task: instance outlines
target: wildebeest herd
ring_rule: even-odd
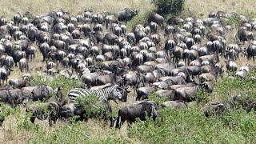
[[[116,127],[120,128],[125,121],[131,123],[137,118],[155,119],[159,108],[187,107],[197,99],[199,89],[205,93],[214,91],[214,83],[225,67],[233,71],[233,76],[242,78],[252,69],[250,65],[238,69],[235,60],[245,56],[254,60],[256,20],[218,11],[204,19],[172,18],[165,21],[154,13],[145,23],[127,32],[126,22],[138,13],[130,9],[118,14],[86,10],[70,16],[62,9],[40,16],[18,13],[11,21],[2,17],[1,102],[12,106],[23,104],[27,112],[32,111],[32,122],[35,118],[48,118],[51,126],[52,121],[55,123],[75,115],[79,116],[78,120],[83,120],[86,112],[76,102],[77,98],[94,95],[106,105],[104,119],[109,118],[111,126],[117,119]],[[241,19],[240,26],[222,25],[225,19],[234,17]],[[227,43],[227,34],[233,30],[237,30],[236,36]],[[44,84],[29,86],[32,70],[29,66],[36,53],[42,55],[46,66],[36,70],[81,80],[83,87],[74,86],[66,94],[60,86],[56,92],[58,99],[54,102],[49,100],[53,88]],[[220,59],[225,59],[226,66]],[[18,64],[22,78],[5,82]],[[169,101],[158,106],[146,100],[151,93]],[[58,102],[66,97],[65,102]],[[136,101],[143,101],[124,106],[114,117],[108,114],[112,112],[110,100],[118,104],[117,99],[126,102],[127,98],[135,97]],[[206,117],[212,114],[210,110],[220,114],[226,108],[234,108],[238,99],[236,95],[228,102],[213,103],[202,110]],[[45,101],[46,110],[27,106],[28,102],[38,100]],[[255,105],[250,102],[248,106],[247,111]]]

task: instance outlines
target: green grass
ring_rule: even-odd
[[[146,122],[139,121],[131,128],[124,125],[121,130],[110,129],[108,124],[98,119],[71,123],[58,121],[50,128],[47,121],[32,124],[29,115],[26,115],[21,107],[10,110],[12,112],[9,113],[10,115],[6,117],[7,122],[3,126],[7,130],[8,123],[12,122],[13,130],[10,131],[15,135],[13,138],[25,137],[30,143],[255,143],[256,115],[254,112],[247,114],[240,108],[226,110],[222,116],[206,118],[200,110],[207,102],[214,99],[226,101],[234,94],[240,94],[245,99],[255,99],[256,84],[250,78],[255,74],[256,70],[252,70],[246,79],[219,78],[213,94],[198,93],[198,97],[205,99],[198,102],[198,105],[182,110],[160,110],[160,117],[155,122],[150,118]],[[32,82],[36,84],[38,80]],[[74,86],[72,79],[64,79],[61,76],[51,82],[54,82],[47,84],[54,86],[54,82],[58,82],[66,83],[66,87]],[[149,98],[158,103],[162,102],[155,94]],[[114,106],[115,115],[118,107]]]

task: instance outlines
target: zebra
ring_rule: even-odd
[[[116,98],[122,99],[122,90],[118,86],[108,86],[99,90],[86,90],[82,88],[71,89],[68,94],[70,102],[75,102],[78,97],[86,97],[88,95],[94,95],[102,102],[114,100],[116,103]]]

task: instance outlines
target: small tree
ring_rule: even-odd
[[[153,0],[158,9],[158,13],[163,15],[178,14],[184,7],[185,0]]]

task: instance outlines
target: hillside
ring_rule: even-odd
[[[186,0],[181,17],[202,19],[207,18],[211,11],[222,10],[243,14],[251,19],[256,18],[254,1]],[[0,16],[12,19],[17,12],[24,14],[30,11],[34,15],[41,15],[49,11],[59,10],[61,8],[70,12],[70,15],[76,15],[87,9],[96,12],[106,10],[111,13],[117,13],[124,8],[138,10],[139,14],[127,22],[127,32],[130,32],[134,24],[143,22],[145,17],[155,9],[150,2],[150,0],[0,0]],[[232,19],[230,22],[233,22]],[[234,24],[234,29],[225,34],[227,44],[235,42],[238,26]],[[106,30],[105,27],[104,30]],[[162,40],[159,47],[162,48],[164,46],[163,41],[167,39],[162,31],[164,30],[158,29]],[[206,38],[204,38],[202,42],[206,42]],[[248,47],[250,42],[252,41],[246,42],[242,47]],[[33,45],[36,45],[36,42]],[[82,86],[80,78],[74,80],[59,74],[54,77],[46,76],[44,73],[46,71],[46,62],[42,62],[42,53],[38,47],[36,47],[36,58],[29,62],[33,76],[29,82],[30,86],[44,83],[55,90],[61,85],[66,96],[71,88]],[[246,78],[229,78],[234,75],[235,71],[228,72],[226,68],[226,58],[220,56],[219,63],[223,66],[225,72],[216,78],[213,93],[203,93],[202,90],[198,90],[197,98],[187,104],[187,109],[160,109],[159,117],[155,122],[150,118],[146,122],[138,121],[131,127],[125,122],[120,130],[110,128],[109,123],[99,120],[98,118],[90,118],[86,122],[75,122],[75,118],[68,121],[58,120],[52,127],[49,126],[47,120],[36,120],[35,124],[33,124],[30,120],[30,115],[27,115],[24,106],[9,108],[0,104],[7,115],[3,126],[0,126],[0,143],[256,143],[256,105],[254,110],[249,114],[243,110],[243,102],[246,100],[256,102],[256,63],[252,59],[248,60],[244,55],[245,53],[242,54],[234,62],[238,70],[250,64],[252,69],[246,73]],[[58,68],[65,69],[63,66]],[[43,72],[42,70],[37,71],[38,69],[42,69]],[[70,67],[67,69],[71,70]],[[10,79],[22,75],[18,66],[13,70]],[[117,105],[111,102],[114,109],[111,114],[116,116],[120,108],[135,102],[136,94],[134,93],[132,86],[130,90],[131,93],[128,95],[127,102],[120,102]],[[235,109],[226,108],[225,113],[221,115],[214,114],[209,118],[202,112],[201,108],[204,106],[213,102],[227,104],[231,97],[236,94],[242,95],[242,99],[238,102],[241,103]],[[164,101],[155,94],[151,94],[149,98],[158,104]],[[0,114],[0,118],[1,116]]]

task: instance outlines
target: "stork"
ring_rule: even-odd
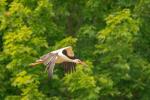
[[[80,59],[76,59],[74,56],[74,52],[71,46],[64,47],[52,52],[49,52],[40,59],[36,60],[34,63],[31,63],[30,66],[35,66],[38,64],[44,64],[46,66],[46,71],[48,71],[48,76],[51,78],[53,75],[53,69],[56,64],[63,64],[64,71],[66,73],[73,72],[76,70],[76,64],[82,64],[87,66]]]

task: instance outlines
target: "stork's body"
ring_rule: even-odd
[[[53,74],[53,69],[55,63],[63,64],[65,72],[73,72],[75,70],[76,64],[84,64],[79,59],[75,59],[74,52],[71,46],[61,48],[55,51],[52,51],[36,60],[35,63],[32,63],[31,66],[35,66],[37,64],[46,65],[46,70],[48,70],[49,77]]]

* * * *

Aim> Collect every line of the listing above that contains the string "target", matching case exactly.

Task result>
target: wildebeest herd
target: green grass
target: zebra
target: small tree
target: hillside
target: "stork"
target: "stork's body"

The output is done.